DIRECTIONS
For every line below, set down an identical copy.

Saved entries:
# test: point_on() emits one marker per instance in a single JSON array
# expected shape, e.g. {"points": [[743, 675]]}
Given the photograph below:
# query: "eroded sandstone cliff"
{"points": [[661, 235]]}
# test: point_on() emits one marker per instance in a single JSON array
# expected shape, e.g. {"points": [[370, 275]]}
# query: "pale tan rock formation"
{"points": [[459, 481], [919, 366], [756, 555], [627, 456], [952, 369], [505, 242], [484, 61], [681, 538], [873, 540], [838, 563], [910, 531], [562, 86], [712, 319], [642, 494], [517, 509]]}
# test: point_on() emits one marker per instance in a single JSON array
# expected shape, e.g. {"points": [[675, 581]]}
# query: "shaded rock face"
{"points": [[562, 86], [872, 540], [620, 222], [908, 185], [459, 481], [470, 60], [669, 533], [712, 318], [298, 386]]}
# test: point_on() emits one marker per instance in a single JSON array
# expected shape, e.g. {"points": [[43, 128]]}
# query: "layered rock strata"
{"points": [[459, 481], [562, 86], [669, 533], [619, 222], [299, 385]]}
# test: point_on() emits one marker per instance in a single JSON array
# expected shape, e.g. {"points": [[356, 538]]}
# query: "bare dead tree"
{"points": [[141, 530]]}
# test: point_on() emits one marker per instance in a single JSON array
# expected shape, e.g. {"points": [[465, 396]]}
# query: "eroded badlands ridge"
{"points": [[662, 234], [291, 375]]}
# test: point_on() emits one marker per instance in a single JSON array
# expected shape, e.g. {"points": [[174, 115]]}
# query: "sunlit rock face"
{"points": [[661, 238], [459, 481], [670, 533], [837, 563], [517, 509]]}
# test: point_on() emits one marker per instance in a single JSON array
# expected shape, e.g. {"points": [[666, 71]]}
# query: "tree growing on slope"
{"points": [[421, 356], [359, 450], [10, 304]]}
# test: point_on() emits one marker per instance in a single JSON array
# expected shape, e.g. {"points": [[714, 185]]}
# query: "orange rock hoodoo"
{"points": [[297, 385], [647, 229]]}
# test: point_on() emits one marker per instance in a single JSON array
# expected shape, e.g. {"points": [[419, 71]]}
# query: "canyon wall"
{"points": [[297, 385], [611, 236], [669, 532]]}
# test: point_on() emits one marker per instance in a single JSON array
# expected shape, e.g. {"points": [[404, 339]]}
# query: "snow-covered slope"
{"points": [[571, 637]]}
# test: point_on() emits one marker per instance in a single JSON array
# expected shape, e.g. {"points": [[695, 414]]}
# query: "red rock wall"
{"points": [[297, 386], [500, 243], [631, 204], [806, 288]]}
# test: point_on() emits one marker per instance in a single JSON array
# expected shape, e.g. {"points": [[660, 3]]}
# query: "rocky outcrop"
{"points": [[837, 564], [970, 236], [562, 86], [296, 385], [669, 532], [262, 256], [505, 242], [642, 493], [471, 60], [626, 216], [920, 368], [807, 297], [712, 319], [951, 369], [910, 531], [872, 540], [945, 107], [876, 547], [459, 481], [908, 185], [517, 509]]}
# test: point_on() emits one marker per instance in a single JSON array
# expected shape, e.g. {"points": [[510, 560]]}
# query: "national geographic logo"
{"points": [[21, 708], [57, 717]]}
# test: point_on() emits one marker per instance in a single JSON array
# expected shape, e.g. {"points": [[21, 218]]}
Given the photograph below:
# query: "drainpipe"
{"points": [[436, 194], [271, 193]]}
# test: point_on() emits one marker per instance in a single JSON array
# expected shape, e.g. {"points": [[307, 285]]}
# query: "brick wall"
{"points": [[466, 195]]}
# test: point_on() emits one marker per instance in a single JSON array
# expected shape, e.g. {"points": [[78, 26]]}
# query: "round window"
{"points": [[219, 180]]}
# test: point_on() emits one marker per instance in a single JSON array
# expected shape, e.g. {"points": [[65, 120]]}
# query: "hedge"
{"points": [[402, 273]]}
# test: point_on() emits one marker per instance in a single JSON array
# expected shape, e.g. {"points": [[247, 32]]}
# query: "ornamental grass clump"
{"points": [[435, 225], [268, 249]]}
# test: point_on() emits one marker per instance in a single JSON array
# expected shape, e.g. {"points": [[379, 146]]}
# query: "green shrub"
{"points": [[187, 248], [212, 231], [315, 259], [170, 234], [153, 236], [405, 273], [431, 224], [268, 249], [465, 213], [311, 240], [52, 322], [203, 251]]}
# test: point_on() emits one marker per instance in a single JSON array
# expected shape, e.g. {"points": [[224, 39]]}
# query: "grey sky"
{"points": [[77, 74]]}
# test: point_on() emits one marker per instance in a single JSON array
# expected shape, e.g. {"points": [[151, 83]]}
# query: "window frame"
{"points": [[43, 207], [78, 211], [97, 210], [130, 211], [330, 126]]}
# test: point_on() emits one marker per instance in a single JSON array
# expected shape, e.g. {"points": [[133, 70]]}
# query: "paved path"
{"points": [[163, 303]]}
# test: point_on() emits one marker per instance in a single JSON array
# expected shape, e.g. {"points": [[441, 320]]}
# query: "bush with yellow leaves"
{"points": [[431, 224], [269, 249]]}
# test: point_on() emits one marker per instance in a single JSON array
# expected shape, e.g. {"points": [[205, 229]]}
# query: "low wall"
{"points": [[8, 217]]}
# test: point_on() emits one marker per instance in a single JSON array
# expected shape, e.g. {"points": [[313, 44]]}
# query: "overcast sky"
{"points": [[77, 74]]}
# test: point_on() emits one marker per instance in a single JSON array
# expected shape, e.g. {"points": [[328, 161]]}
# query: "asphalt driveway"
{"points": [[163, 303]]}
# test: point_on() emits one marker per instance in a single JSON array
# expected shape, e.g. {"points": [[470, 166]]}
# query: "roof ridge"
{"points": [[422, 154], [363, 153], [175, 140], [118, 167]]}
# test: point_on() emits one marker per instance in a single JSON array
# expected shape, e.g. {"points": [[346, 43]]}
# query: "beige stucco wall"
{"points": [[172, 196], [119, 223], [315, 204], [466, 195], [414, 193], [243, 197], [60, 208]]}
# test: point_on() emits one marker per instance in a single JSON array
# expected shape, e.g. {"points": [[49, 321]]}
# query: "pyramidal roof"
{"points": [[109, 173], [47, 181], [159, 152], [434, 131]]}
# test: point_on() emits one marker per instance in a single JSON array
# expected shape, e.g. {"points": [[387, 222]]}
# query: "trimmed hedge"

EXPECTED ANSWER
# test: point_on() emits one marker per instance in a single JSON array
# expected shape, e.g. {"points": [[743, 675]]}
Given the photograph below:
# query: "eroded sandstone cliff"
{"points": [[661, 235]]}
# test: point_on() emits one marker per instance in a single JSON array
# expected shape, e.g. {"points": [[370, 275]]}
# query: "pale tan rock formation"
{"points": [[459, 481], [919, 366], [756, 555], [627, 456], [952, 369], [505, 242], [484, 61], [681, 538], [873, 540], [838, 563], [910, 531], [562, 86], [712, 319], [642, 494], [517, 509]]}
# test: point_on() emits one marker per instance in a single JSON array
# expected shape, e.g. {"points": [[675, 581]]}
# query: "shaded rock face"
{"points": [[562, 86], [872, 540], [620, 222], [908, 185], [459, 481], [470, 60], [669, 533], [712, 318], [298, 386]]}
# test: point_on() emits one marker per instance in a single JSON array
# expected shape, e.g. {"points": [[43, 128]]}
# query: "layered rock strata"
{"points": [[459, 481], [562, 86], [669, 533], [619, 222], [299, 385]]}
# test: point_on() emits one marker per instance in a single JSON array
# expected shape, e.g. {"points": [[356, 538]]}
# query: "bare dead tree"
{"points": [[141, 530]]}
# test: point_on() emits one marker per instance in a single JSON array
# expected shape, e.g. {"points": [[465, 396]]}
# query: "eroded badlands ridge"
{"points": [[662, 234], [291, 375]]}
# test: point_on() emits one marker per instance in a single JSON array
# expected shape, e.g. {"points": [[174, 115]]}
# query: "sunlit rock face"
{"points": [[661, 238], [459, 481], [670, 533], [837, 563], [517, 509]]}
# test: point_on() emits one marker per instance in a single JSON array
# expected shape, e.g. {"points": [[666, 71]]}
# query: "tree growing on slope"
{"points": [[421, 356], [359, 450], [10, 304]]}
# test: point_on() emits one marker per instance in a single JSON array
# expected shape, e.g. {"points": [[714, 185]]}
# query: "orange rock hoodoo"
{"points": [[297, 385], [647, 229]]}
# test: point_on() emits one marker per instance in a single JSON array
# expected shape, e.g. {"points": [[419, 71]]}
# query: "canyon wall"
{"points": [[297, 385], [611, 236], [669, 532]]}
# test: point_on() emits one marker per instance in a single JSON array
# expected shape, e.g. {"points": [[404, 339]]}
# query: "snow-covered slope"
{"points": [[571, 637]]}
# test: point_on() emits one marker per instance in a single JSON array
# expected shape, e.g. {"points": [[695, 414]]}
# query: "red rock wall"
{"points": [[297, 386], [500, 243], [631, 204], [806, 288]]}
# test: point_on() emits one marker per instance in a single JSON array
# expected shape, e.g. {"points": [[660, 3]]}
# query: "rocky outcrop"
{"points": [[837, 564], [970, 236], [562, 86], [296, 385], [669, 532], [262, 256], [505, 242], [642, 493], [471, 60], [626, 216], [920, 368], [807, 297], [712, 319], [951, 369], [910, 531], [872, 540], [945, 107], [876, 547], [459, 481], [908, 185], [517, 509]]}
# test: point_on() emits one marker per instance in a single JSON array
# expected shape, e.g. {"points": [[510, 560]]}
# query: "national geographic logo"
{"points": [[21, 708], [57, 717]]}
# test: point_on() emits one marker per instance in a single JSON array
# expected shape, e.g. {"points": [[21, 218]]}
Given the photograph below:
# query: "drainpipe"
{"points": [[436, 194], [271, 193]]}
# test: point_on() emits one marker per instance in a single JSON array
# expected shape, e.g. {"points": [[307, 285]]}
# query: "brick wall"
{"points": [[466, 195]]}
# test: point_on() emits one marker per instance in a single JSON array
# expected shape, e.g. {"points": [[78, 26]]}
# query: "round window"
{"points": [[219, 180]]}
# test: point_on() emits one marker per instance in a single JSON array
# expected shape, e.g. {"points": [[65, 120]]}
# query: "hedge"
{"points": [[402, 273]]}
# test: point_on() emits one marker per instance in a single JSON array
# expected shape, e.g. {"points": [[247, 32]]}
# query: "ornamental grass clump"
{"points": [[435, 225], [268, 249]]}
# test: point_on() emits one marker per instance in a single JSON array
# expected shape, e.g. {"points": [[379, 146]]}
# query: "green shrub"
{"points": [[187, 248], [212, 231], [315, 259], [170, 234], [153, 236], [405, 273], [431, 224], [268, 249], [465, 213], [311, 240], [52, 322], [203, 251]]}
# test: point_on() emits one marker per instance in a single JSON array
# expected shape, e.g. {"points": [[224, 39]]}
# query: "grey sky"
{"points": [[77, 74]]}
# test: point_on() emits one marker per instance in a single JSON array
# expected shape, e.g. {"points": [[151, 83]]}
# query: "window frame"
{"points": [[43, 207], [78, 211], [97, 210], [130, 211], [330, 126]]}
# test: point_on() emits one marker per instance in a single JSON array
# expected shape, e.g. {"points": [[133, 70]]}
# query: "paved path"
{"points": [[163, 303]]}
# test: point_on() emits one marker per instance in a single JSON array
# expected shape, e.g. {"points": [[441, 320]]}
# query: "bush with yellow leaves"
{"points": [[431, 224], [269, 249]]}
# test: point_on() emits one marker per instance in a single JSON array
# expected shape, e.g. {"points": [[205, 229]]}
# query: "low wall"
{"points": [[8, 217]]}
# test: point_on() emits one marker per instance in a single JSON array
# expected shape, e.g. {"points": [[313, 44]]}
# query: "overcast sky"
{"points": [[77, 74]]}
# test: point_on() emits one marker per instance in a single JSON array
# expected shape, e.g. {"points": [[328, 161]]}
# query: "asphalt driveway"
{"points": [[163, 303]]}
# test: point_on() emits one marker per instance in a single JSON array
# expected shape, e.g. {"points": [[470, 166]]}
# query: "roof ridge"
{"points": [[422, 154], [363, 153], [175, 140], [118, 167]]}
# test: point_on() emits one marker per instance in a single JSON array
# expected shape, e.g. {"points": [[346, 43]]}
# query: "beige stucco wall"
{"points": [[172, 196], [119, 223], [315, 204], [466, 195], [414, 193], [243, 197], [60, 208]]}
# test: point_on() emits one marker per instance in a single JSON array
# expected shape, e.g. {"points": [[49, 321]]}
# query: "pyramidal roof"
{"points": [[109, 173], [47, 181], [159, 152], [434, 131]]}
# test: point_on() emits one marker per instance in a single JSON array
# expected shape, e.g. {"points": [[387, 222]]}
# query: "trimmed hedge"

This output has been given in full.